• _节选内容_:
然后我们来看如果设置了level_compaction_dynamic_level_bytes会如何来计算.如果设置了dynamic,那么就说明每次计算出来的每个level的最大值都是不一样的, 首先我们要知道调用CalculateBaseBytes是在每次创建version的时候。因此他是这样计算的.最大的level(num_levels -1 )的大小限制是不计入计算的,然后就是这样计算.

  1. Target_Size(Ln-1) = Target_Size(Ln) / max_bytes_for_level_multiplier

举个例子,假设调用CalculateBaseBytes的时候,max_bytes_for_level_base是1G,然后num_levels = 6,然后当前最大的level的大小为256G,那么从L1-L6的大小是 0, 0, 0.276GB, 2.76GB, 27.6GB 和 276GB.

首先计算第一个非空的level.

  1. for (int i = 1; i < num_levels_; i++) {
  2. uint64_t total_size = 0;
  3. for (const auto& f : files_[i]) {
  4. total_size += f->fd.GetFileSize();
  5. }
  6. if (total_size > 0 && first_non_empty_level == -1) {
  7. first_non_empty_level = i;
  8. }
  9. if (total_size > max_level_size) {
  10. max_level_size = total_size;
  11. }
  12. }

得到最小的那个非0的level的size.

  1. uint64_t base_bytes_max = options.max_bytes_for_level_base;
  2. uint64_t base_bytes_min = static_cast<uint64_t>(
  3. base_bytes_max / options.max_bytes_for_level_multiplier);
  4. // Try whether we can make last level's target size to be max_level_size
  5. uint64_t cur_level_size = max_level_size;
  6. for (int i = num_levels_ - 2; i >= first_non_empty_level; i--) {
  7. // Round up after dividing
  8. cur_level_size = static_cast<uint64_t>(
  9. cur_level_size / options.max_bytes_for_level_multiplier);
  10. }

找到base_level_size,一般来说也就是cur_level_size.

• _所给材料_:
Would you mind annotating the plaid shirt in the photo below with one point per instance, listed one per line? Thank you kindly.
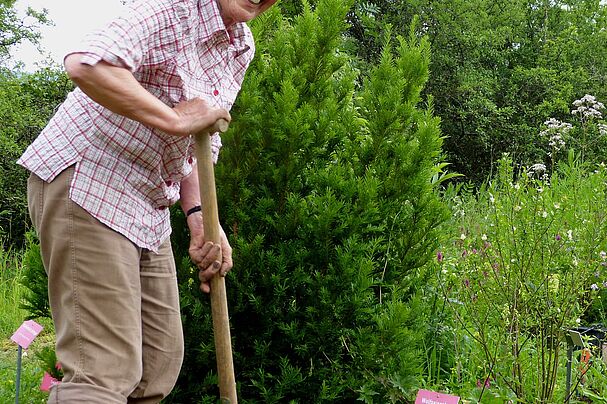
(127, 174)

• _待完成任务_: 从这段讲解动态层级大小计算的节选中摘出原文，从“1. Target_Size(Ln-1) = Target_Size(Ln)”开始，到“27.6GB 和 276GB.”结束。 这些材料与此处无关。

• _本题解答_:
1. Target_Size(Ln-1) = Target_Size(Ln) / max_bytes_for_level_multiplier

举个例子,假设调用CalculateBaseBytes的时候,max_bytes_for_level_base是1G,然后num_levels = 6,然后当前最大的level的大小为256G,那么从L1-L6的大小是 0, 0, 0.276GB, 2.76GB, 27.6GB 和 276GB.